- [TEXTO APRESENTADO]
____

De um inferninho na rua Augusta, em São Paulo, saíram os primeiros traços da cultura clubber no Brasil. Em 1988, em pleno “verão do amor” na Europa, quando o ecstasy emergiu dos pequenos guetos para estampar capas de revista, já não parecia mais tão bacana dançar música gótica e rock industrial em templos do dark, como o Madame Satã, no Bixiga, e o Ácido Plástico, em Santana.
No subsolo de uma galeria de lojas numa das ruas mais movimentadas de São Paulo, um DJ começava a gravar seu nome na história da música eletrônica underground do país. Tocando no clube Nation, Renato Lopes mostrava novidades até então inatingíveis para a nação dançante do país.
Lopes havia estreado nas pick-ups dois anos antes, como DJ do Madame Satã, ao lado de Mau Mau. No Nation, ele tinha como parceiro de cabine o jornalista Mauro Borges. Recém-chegado da Europa, Borges tinha informações frescas sobre como andava a cena de clubes no velho continente. Ainda por cima, trabalhava na Bossa Nova, “a” loja para quem procurava discos e informação sobre música underground. Borges nunca havia trabalhado como DJ, mas, com o background musical que tinha, foi convidado pelos donos do Nation, Paulo Renato e Eloy W., a dividir o som da casa com Renato Lopes.

____

- [AMOSTRA DOS DADOS]
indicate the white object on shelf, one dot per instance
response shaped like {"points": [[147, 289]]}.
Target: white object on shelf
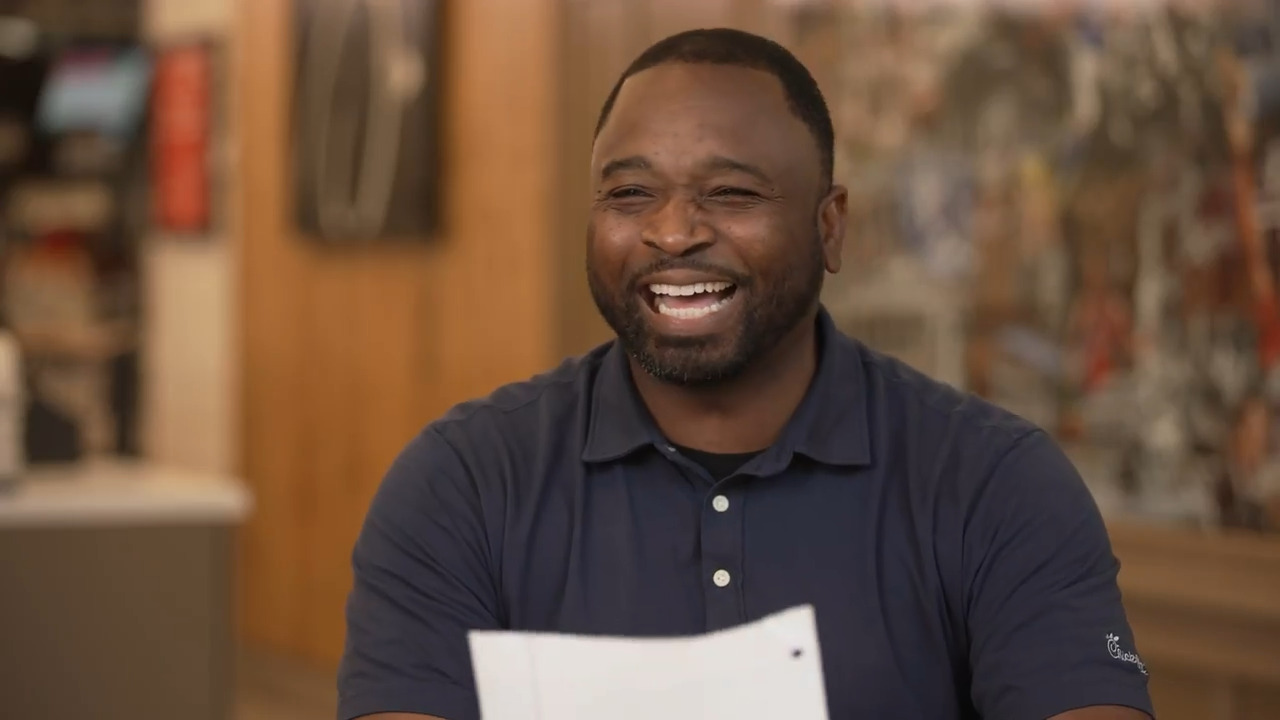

____

- [TAREFAS ESCRITAS]
1. Liste todas as pessoas citadas pelo nome no texto sobre o surgimento da cultura clubber em São Paulo.
2. Prossiga com o texto sobre o surgimento da cultura clubber em São Paulo a partir do ponto em que ele termina.

- [RESPOSTAS AOS EXERCÍCIOS]
1. Renato Lopes, Mau Mau, Mauro Borges, Paulo Renato e Eloy W.

2.
Fã incondicional de Madonna, a pista de Borges sacudia ao som da rainha e de outros ícones do pop dançante, como Prince, Depeche Mode e New Order, permeados por um ou outro hit da disco dos anos 70, como Frenéticas. Quente também era a performance do DJ: alto e forte, Borges já atraía olhares para a cabine naturalmente. Não contente com isso, ele tocava invariavelmente sem camisa e fazia coreografias incríveis com as mãos, à la Vogue. Informalmente, ficou estabelecido assim: a pista de Renato Lopes era a aula, enquanto a de Mauro Borges era o recreio.
Veja este vídeo da MTV no Nation de 1990
A notícia da nova dupla de DJs correu a cidade e, em poucos meses, o Nation tinha virado um hit. Nascia no Nation o esboço do culto ao DJ. Na seqüência brotariam ali os primeiros traços de culto ao clube, com a impressão de flyers trazendo em destaque a programação da casa, além de desenhos e piadas cifradas. Aliás, foi no Nation que a palavra clube começou a ser usada, em substituição ao termo danceteria.
Por ali circularam as primeiras drag queens, montadas dos pés à cabeça, e os primeiros freqüentadores vestindo roupas extravagantes e adereços inusitados – essa clientela, mais tarde, ganharia o nome de clubber. No Nation também nasceram termos que depois se espalharam pelo underground eletrônico e pelo mundo gay. “A gente achava engraçado inventar palavras. Criamos várias: hype, flop, mundinho”, diz Mauro Borges.
É Mauro quem está à frente da reinauguração no Nation, no mesmo endereço em que funcionou entre 1988 e 1992. Vem com a gente entender o que ele está tramando.
Music Non Stop – Como rolou essa ideia de reabrir o Nation?
Mauro Borges – Na verdade é um sonho antigo do DJ Gé Rodrigues, que começou lá ainda adolescente na matinê. Ele sempre quis, e agora surgiu a oportunidade e depois o convite para sermos sócios, junto do dj Ruy Albuquerque, que foi o primeiro DJ teen no Brasil e era irmão do dono do Nation, o lendário e querido Chiquinho.
Music Non Stop – Vocês vão reproduzir os ambientes do endereço original na Augusta?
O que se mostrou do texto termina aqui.